[Dataset entries]
________________________
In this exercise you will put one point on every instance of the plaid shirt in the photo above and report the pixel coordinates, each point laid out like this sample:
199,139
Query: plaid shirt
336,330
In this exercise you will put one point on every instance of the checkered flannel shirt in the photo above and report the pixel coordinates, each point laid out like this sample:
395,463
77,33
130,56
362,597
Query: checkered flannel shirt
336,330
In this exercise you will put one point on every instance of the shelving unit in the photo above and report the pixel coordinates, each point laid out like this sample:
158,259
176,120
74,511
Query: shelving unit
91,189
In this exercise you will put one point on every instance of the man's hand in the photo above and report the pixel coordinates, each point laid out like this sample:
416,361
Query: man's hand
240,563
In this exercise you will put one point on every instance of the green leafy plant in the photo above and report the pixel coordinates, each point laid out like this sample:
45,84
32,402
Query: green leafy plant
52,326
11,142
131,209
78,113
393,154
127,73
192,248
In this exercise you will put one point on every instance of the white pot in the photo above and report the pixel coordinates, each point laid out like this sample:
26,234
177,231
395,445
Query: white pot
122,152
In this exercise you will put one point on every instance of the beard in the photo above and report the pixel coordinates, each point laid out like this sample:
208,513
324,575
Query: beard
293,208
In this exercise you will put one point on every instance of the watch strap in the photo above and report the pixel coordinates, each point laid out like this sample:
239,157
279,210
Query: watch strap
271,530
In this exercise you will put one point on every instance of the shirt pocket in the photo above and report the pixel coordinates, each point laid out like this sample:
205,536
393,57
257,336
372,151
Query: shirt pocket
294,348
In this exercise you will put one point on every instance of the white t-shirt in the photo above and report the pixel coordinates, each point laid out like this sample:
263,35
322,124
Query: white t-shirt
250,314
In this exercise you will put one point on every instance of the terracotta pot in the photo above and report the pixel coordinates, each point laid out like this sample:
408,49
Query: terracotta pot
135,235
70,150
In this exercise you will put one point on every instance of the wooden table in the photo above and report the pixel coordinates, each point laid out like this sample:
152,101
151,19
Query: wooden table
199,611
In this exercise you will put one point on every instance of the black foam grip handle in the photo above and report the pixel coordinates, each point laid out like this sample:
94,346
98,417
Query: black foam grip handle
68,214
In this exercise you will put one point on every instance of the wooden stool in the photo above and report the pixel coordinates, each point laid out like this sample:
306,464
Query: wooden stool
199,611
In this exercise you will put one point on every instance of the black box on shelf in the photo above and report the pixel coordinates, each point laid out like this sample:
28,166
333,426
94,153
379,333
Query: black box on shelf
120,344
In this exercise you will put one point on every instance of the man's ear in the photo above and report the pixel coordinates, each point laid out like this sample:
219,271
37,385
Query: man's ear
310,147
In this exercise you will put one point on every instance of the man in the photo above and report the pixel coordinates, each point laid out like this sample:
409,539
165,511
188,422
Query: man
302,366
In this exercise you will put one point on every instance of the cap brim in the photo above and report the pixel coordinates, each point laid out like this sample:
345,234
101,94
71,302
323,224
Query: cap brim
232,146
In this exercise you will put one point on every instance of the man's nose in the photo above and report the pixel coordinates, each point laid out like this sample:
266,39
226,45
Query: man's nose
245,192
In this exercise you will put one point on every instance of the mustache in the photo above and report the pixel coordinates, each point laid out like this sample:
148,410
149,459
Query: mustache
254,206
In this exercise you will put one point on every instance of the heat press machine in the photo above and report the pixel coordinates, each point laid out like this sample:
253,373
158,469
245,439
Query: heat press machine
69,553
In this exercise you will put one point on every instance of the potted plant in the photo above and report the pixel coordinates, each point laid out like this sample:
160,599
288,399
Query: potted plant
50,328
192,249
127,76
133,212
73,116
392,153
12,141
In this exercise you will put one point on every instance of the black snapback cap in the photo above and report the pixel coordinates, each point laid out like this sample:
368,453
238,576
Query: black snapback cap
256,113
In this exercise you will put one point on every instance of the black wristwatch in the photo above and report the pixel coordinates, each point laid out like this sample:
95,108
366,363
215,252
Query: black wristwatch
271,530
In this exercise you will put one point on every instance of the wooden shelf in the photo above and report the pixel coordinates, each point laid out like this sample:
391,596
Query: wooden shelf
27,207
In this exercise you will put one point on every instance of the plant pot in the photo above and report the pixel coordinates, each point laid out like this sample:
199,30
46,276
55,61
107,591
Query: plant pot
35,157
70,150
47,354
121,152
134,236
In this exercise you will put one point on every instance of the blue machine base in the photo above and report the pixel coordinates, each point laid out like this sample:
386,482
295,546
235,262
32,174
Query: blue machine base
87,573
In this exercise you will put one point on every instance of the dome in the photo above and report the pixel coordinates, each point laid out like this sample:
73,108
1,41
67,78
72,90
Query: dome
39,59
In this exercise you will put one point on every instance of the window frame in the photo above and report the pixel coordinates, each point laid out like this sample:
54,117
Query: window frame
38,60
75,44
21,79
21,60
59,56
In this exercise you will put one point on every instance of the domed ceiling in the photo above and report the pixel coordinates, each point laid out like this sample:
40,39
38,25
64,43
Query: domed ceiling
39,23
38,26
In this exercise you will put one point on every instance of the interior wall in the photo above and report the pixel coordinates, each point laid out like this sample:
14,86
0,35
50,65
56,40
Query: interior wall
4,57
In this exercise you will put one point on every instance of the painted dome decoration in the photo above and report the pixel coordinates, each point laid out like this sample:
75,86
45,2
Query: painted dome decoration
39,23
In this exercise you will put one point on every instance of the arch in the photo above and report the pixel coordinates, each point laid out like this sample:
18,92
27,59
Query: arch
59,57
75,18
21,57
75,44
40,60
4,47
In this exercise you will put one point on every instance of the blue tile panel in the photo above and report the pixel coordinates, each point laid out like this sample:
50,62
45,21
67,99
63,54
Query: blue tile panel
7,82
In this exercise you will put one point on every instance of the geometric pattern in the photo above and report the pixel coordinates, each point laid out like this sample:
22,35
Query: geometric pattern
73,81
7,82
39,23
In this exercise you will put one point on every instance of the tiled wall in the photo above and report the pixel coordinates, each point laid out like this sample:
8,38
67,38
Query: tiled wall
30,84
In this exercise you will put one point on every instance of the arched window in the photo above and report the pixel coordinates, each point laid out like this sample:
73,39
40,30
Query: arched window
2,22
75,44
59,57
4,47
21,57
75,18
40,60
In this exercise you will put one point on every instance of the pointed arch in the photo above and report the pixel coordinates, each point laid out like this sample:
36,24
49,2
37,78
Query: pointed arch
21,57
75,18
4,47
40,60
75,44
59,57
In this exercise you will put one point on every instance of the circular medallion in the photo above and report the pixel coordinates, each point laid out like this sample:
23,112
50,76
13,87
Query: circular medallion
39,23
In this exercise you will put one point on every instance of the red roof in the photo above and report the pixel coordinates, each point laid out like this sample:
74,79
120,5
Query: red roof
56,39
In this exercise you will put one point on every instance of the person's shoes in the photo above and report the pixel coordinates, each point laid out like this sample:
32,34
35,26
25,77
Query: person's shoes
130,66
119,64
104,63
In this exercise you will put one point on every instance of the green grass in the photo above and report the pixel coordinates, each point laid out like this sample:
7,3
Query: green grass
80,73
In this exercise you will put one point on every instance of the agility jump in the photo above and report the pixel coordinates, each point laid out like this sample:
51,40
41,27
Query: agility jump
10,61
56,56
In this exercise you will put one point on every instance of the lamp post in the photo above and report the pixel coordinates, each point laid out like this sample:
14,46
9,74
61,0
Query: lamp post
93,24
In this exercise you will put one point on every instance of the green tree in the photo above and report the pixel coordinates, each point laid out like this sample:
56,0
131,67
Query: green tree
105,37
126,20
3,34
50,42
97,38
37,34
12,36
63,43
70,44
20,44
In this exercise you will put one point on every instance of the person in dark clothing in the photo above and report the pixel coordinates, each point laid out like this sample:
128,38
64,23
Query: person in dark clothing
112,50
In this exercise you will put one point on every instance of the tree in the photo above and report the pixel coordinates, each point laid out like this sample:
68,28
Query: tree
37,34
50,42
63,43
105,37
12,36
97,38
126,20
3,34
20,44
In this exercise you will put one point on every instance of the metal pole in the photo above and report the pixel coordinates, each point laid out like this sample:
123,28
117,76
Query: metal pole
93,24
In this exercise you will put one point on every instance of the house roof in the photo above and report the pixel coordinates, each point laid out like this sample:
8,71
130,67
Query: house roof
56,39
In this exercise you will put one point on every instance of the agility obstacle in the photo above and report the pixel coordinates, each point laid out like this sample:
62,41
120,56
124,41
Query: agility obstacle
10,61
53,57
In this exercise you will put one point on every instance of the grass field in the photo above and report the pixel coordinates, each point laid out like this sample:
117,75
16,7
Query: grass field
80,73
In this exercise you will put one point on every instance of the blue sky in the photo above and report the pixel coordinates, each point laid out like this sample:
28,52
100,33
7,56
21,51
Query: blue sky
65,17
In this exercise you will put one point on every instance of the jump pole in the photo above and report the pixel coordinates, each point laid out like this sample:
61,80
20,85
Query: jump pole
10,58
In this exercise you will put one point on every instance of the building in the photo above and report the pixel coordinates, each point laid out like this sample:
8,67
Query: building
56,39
________________________
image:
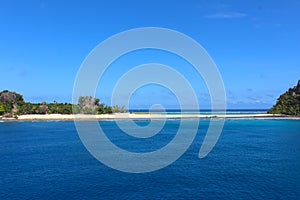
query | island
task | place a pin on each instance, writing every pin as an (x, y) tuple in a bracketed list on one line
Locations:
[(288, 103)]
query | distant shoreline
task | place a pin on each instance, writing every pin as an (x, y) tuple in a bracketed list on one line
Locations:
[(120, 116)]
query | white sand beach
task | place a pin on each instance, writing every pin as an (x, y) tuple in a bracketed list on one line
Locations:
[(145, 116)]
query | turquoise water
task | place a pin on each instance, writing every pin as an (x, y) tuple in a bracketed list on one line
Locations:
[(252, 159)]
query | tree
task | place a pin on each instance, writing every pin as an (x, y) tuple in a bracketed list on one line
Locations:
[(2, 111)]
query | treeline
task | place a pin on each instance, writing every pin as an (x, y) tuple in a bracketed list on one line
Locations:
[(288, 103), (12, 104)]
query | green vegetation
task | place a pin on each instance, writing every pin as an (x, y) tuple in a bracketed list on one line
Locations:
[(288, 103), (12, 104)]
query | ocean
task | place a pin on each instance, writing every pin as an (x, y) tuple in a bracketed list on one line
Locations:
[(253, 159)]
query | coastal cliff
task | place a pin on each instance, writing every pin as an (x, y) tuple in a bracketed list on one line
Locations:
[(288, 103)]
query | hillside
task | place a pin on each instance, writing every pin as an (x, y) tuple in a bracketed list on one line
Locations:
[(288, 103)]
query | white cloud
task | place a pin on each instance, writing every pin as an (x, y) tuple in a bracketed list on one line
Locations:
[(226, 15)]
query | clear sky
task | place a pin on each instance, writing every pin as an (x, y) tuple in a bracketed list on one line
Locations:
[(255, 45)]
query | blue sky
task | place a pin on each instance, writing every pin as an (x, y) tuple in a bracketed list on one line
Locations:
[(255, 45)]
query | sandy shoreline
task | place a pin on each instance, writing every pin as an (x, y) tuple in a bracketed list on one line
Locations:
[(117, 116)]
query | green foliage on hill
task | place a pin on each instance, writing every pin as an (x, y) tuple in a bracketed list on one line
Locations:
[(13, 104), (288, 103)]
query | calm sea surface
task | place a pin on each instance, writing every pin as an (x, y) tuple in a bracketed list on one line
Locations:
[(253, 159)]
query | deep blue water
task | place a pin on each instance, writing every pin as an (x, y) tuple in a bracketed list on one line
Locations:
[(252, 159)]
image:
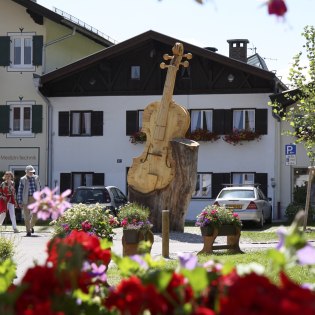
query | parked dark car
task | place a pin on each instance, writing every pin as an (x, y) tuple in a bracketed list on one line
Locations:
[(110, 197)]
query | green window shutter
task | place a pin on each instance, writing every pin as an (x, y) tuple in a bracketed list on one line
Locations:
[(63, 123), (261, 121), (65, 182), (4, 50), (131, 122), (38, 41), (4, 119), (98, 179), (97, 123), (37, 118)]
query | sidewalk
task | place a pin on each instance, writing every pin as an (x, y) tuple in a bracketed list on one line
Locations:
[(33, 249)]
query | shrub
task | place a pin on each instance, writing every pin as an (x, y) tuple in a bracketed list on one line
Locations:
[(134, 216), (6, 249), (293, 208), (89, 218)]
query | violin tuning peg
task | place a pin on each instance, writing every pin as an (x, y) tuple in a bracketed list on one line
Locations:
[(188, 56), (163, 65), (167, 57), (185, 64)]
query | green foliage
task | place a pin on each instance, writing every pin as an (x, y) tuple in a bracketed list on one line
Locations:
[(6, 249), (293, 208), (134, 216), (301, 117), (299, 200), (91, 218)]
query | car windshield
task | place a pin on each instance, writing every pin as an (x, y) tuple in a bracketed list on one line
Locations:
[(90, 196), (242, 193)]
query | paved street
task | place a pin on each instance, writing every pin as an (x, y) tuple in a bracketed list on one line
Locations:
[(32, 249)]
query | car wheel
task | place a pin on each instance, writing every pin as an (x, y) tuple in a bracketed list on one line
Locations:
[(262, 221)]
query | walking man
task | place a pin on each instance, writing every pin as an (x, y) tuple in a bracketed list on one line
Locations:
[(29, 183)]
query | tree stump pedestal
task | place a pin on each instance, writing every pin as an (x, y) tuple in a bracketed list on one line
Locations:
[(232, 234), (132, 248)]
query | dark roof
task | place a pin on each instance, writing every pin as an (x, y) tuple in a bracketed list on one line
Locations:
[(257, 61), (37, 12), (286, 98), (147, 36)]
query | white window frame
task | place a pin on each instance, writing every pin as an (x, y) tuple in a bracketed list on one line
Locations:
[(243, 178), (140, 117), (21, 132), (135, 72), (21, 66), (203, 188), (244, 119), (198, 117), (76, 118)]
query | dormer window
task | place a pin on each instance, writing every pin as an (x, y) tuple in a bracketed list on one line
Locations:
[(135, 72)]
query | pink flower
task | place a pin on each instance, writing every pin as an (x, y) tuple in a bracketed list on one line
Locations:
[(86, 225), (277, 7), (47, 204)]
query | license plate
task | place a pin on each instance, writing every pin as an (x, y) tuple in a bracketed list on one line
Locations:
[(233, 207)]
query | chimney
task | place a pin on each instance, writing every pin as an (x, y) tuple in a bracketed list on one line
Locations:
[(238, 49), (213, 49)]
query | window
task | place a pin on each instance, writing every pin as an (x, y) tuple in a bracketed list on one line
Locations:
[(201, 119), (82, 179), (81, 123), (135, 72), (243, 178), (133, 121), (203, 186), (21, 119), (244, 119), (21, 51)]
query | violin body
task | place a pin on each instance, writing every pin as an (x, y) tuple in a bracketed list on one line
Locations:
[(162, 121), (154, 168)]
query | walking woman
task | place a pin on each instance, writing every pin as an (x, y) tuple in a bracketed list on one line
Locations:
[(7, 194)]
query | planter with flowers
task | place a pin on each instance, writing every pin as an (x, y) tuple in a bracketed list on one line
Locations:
________________________
For each line in the data that holds "violin", add one to a count, then report that count alone.

2